## WHAT THE EXERCISE ASKS
Find every line in the records that contains the word "baseball" and copy each of those lines.

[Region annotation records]
# # #
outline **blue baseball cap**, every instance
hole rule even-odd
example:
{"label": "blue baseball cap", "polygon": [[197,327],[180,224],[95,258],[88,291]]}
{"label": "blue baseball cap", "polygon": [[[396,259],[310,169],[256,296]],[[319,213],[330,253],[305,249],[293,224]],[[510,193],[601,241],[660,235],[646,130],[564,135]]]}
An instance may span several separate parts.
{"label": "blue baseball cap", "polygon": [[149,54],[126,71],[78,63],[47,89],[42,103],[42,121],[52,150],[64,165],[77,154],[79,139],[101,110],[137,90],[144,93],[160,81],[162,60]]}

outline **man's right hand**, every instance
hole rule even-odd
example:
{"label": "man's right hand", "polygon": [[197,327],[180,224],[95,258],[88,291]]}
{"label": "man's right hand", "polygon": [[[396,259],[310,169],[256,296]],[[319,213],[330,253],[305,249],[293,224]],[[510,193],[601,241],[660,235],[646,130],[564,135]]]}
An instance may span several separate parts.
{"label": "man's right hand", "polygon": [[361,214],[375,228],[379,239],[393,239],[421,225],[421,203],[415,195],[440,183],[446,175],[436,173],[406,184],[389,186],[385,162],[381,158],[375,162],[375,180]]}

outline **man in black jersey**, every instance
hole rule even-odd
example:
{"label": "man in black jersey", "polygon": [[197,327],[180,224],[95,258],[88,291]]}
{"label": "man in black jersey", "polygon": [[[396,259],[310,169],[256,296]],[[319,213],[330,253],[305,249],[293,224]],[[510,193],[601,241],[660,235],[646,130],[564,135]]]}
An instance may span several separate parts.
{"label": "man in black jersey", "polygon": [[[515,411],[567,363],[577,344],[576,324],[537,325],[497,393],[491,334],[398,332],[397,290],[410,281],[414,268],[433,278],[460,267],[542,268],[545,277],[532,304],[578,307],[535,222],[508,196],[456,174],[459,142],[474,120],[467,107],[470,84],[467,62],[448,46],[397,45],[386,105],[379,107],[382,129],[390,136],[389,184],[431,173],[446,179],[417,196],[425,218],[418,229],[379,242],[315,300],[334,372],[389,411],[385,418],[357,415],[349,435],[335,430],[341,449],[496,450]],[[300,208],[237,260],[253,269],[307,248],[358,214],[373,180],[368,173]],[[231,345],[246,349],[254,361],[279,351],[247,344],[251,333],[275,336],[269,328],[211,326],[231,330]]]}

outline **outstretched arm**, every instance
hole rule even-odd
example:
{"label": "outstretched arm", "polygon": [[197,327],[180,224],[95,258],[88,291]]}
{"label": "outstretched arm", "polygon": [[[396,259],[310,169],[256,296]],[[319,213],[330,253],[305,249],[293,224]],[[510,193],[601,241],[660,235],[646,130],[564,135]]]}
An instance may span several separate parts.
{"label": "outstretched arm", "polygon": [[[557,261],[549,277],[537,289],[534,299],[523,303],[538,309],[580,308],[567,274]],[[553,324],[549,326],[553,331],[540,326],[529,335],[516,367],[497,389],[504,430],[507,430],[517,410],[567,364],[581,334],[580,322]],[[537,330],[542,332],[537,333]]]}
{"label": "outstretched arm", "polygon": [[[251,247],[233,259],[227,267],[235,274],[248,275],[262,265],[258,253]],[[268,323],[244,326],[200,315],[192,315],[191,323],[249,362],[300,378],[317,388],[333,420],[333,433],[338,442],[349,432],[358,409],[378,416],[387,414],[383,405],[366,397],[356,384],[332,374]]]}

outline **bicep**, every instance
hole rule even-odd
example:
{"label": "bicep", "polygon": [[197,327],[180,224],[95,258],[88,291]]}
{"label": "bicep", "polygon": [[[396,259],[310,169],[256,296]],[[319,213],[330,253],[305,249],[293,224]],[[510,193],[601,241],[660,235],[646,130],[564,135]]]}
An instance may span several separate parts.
# # #
## FULL OUTPUT
outline **blue baseball cap**, every instance
{"label": "blue baseball cap", "polygon": [[197,327],[180,224],[95,258],[88,291]]}
{"label": "blue baseball cap", "polygon": [[[396,259],[310,169],[256,296]],[[319,213],[330,253],[305,249],[293,224]],[[510,193],[601,241],[660,235],[646,130],[564,135]]]}
{"label": "blue baseball cap", "polygon": [[149,54],[126,71],[78,63],[47,89],[42,103],[42,121],[52,150],[64,165],[77,154],[79,139],[101,110],[137,90],[144,93],[160,81],[162,60]]}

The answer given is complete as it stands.